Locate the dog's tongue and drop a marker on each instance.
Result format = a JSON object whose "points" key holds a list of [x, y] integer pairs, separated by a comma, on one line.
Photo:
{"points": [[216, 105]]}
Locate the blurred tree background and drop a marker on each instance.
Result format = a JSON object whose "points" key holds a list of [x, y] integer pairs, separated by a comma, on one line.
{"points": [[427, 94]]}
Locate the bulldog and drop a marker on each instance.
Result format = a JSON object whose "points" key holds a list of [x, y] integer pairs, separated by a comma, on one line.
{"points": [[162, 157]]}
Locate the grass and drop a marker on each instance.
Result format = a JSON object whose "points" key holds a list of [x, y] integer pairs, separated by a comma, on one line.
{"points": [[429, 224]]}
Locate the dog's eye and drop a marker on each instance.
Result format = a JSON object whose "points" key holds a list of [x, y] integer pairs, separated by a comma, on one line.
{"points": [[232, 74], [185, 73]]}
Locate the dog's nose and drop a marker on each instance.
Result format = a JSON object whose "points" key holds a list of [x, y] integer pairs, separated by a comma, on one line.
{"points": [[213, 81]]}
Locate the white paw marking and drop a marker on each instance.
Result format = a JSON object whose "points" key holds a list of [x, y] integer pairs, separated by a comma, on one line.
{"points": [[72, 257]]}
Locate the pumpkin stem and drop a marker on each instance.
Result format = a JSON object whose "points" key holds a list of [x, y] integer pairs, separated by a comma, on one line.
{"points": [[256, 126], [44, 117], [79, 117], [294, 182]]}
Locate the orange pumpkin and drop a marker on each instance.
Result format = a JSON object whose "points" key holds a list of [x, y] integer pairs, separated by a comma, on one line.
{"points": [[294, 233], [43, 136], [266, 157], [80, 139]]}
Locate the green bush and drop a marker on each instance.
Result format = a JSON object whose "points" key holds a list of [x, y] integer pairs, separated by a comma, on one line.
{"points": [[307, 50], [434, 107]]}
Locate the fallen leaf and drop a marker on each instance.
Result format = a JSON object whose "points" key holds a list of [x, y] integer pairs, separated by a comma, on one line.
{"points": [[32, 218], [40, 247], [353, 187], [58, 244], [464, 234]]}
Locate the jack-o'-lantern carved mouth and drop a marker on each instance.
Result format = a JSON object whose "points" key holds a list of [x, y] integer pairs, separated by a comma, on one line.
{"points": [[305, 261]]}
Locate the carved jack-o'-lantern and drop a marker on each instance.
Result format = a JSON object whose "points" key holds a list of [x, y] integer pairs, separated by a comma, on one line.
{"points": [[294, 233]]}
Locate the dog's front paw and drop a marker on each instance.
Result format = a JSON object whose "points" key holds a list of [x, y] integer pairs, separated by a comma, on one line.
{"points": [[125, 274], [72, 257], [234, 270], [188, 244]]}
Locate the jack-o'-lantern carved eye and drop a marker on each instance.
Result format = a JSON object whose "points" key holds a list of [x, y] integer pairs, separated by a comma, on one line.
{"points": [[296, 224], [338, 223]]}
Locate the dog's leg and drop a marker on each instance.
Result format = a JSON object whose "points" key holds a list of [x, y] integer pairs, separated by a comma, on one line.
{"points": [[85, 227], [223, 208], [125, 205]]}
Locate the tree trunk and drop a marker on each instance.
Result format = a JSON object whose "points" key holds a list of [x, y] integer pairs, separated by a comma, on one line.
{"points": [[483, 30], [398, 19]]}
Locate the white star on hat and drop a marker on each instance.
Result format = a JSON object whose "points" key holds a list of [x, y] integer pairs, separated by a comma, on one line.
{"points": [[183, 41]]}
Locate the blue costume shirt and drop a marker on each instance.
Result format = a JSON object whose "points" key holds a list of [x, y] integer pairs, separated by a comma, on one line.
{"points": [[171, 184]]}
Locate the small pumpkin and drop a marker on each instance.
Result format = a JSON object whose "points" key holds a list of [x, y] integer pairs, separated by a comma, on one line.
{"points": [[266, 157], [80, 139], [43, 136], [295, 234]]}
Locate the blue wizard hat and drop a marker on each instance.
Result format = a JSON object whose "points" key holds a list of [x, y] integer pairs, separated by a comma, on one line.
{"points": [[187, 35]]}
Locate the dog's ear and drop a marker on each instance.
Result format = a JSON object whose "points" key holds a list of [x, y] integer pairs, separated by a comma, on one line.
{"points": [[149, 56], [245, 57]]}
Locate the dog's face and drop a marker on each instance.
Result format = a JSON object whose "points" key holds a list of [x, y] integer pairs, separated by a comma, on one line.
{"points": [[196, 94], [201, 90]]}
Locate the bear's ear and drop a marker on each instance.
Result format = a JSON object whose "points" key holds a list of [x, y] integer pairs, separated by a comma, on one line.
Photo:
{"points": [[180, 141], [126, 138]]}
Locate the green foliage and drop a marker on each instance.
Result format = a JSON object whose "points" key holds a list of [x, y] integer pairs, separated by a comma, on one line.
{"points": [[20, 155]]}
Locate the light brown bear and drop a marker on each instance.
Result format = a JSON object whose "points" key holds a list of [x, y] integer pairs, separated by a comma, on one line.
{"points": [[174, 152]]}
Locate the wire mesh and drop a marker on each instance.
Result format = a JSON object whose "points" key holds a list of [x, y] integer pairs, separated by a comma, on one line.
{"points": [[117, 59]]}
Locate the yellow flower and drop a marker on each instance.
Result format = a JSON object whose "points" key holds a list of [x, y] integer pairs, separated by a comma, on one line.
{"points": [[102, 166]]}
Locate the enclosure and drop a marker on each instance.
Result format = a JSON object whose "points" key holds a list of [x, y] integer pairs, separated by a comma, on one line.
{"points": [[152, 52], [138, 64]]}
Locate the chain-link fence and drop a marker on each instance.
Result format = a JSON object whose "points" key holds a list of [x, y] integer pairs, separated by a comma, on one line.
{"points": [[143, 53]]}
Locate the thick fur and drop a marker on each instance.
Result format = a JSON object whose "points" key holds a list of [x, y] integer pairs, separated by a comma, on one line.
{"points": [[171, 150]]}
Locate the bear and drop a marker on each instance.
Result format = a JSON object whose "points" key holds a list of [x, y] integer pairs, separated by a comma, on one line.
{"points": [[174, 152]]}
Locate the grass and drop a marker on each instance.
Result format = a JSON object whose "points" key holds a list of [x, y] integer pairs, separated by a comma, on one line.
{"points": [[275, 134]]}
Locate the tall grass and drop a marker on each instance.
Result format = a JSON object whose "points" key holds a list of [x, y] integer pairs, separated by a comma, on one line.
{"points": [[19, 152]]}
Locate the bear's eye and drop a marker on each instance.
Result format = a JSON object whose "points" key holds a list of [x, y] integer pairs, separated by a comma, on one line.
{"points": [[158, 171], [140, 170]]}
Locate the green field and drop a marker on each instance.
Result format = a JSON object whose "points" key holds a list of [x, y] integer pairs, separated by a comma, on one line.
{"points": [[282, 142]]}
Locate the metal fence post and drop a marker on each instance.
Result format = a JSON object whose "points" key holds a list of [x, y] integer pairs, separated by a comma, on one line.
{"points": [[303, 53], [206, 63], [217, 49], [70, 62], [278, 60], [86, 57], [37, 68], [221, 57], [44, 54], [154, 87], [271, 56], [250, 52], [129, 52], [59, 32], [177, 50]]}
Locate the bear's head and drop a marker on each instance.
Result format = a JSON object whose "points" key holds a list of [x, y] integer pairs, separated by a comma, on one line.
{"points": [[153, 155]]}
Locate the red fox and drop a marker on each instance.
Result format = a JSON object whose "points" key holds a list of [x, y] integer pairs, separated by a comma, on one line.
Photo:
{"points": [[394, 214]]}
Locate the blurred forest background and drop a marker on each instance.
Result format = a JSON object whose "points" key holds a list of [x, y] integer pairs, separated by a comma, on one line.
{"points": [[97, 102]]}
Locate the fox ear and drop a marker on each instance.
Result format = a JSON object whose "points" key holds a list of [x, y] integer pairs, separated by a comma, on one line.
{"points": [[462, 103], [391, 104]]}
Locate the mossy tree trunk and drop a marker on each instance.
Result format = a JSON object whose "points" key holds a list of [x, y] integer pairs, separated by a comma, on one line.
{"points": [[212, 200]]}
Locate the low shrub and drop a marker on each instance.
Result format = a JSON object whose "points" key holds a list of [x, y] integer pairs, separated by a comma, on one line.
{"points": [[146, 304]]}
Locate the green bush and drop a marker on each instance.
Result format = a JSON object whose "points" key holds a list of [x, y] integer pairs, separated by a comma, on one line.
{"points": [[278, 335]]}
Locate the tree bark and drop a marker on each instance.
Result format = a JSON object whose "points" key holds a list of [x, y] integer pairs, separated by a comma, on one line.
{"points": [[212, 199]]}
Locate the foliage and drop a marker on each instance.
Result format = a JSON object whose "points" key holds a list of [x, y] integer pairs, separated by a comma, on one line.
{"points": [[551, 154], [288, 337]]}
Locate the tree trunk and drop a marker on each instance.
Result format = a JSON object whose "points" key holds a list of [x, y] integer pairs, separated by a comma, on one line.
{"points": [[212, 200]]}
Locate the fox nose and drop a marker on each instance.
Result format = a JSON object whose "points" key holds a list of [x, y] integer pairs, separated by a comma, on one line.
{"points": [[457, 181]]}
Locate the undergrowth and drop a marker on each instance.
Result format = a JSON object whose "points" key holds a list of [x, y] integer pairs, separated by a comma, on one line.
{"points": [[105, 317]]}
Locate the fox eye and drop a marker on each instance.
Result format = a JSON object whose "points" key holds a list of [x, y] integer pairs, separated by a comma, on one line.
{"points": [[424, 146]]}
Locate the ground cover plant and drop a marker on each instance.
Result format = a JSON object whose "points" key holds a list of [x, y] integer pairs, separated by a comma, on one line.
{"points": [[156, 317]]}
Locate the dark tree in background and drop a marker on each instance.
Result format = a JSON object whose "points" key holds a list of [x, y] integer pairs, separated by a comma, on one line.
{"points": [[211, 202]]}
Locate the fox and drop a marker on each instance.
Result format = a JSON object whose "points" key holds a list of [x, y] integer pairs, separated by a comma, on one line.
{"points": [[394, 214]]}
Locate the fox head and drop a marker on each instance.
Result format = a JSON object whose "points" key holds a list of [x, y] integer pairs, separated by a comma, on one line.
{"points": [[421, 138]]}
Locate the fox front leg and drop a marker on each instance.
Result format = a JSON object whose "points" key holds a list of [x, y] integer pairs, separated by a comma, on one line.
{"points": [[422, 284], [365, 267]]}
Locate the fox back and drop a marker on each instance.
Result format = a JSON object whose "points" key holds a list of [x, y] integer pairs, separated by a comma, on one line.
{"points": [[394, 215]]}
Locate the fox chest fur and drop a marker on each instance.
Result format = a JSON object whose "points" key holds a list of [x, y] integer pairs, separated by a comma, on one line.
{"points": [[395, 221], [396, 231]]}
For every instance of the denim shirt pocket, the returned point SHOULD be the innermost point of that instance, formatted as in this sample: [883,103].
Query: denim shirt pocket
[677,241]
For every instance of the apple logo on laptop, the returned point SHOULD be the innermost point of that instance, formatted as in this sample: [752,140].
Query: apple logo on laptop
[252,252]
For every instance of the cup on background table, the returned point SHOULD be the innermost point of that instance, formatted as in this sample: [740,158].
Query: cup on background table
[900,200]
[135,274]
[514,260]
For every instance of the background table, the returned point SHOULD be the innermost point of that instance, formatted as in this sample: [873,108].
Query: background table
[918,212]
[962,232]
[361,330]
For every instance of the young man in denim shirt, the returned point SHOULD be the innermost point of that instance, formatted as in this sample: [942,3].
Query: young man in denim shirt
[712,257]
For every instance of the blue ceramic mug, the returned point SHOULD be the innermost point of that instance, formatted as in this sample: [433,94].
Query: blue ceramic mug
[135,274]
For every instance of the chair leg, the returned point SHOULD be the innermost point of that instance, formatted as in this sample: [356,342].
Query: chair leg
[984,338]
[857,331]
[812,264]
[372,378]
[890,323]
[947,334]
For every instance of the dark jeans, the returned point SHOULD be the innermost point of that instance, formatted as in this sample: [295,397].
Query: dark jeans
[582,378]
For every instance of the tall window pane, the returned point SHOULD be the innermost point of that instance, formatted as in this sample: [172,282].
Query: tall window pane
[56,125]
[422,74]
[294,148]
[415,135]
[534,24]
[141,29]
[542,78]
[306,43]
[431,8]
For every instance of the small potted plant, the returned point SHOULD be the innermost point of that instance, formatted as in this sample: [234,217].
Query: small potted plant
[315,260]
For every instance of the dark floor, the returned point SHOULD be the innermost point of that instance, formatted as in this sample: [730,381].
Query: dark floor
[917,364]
* * * * * * * * *
**Try it:**
Copy each line in the entries above where "tree" turns up.

**The completed task:**
Locate the blurred tree background and drop a marker on each instance.
Locate the tree trunk and drop a marker on each instance.
Locate the mossy tree trunk and drop a marker on each instance.
Locate the tree bark and drop a marker on each instance.
Locate the tree trunk and drop a marker on each instance.
Locate the dark tree in background and drop a marker on each instance.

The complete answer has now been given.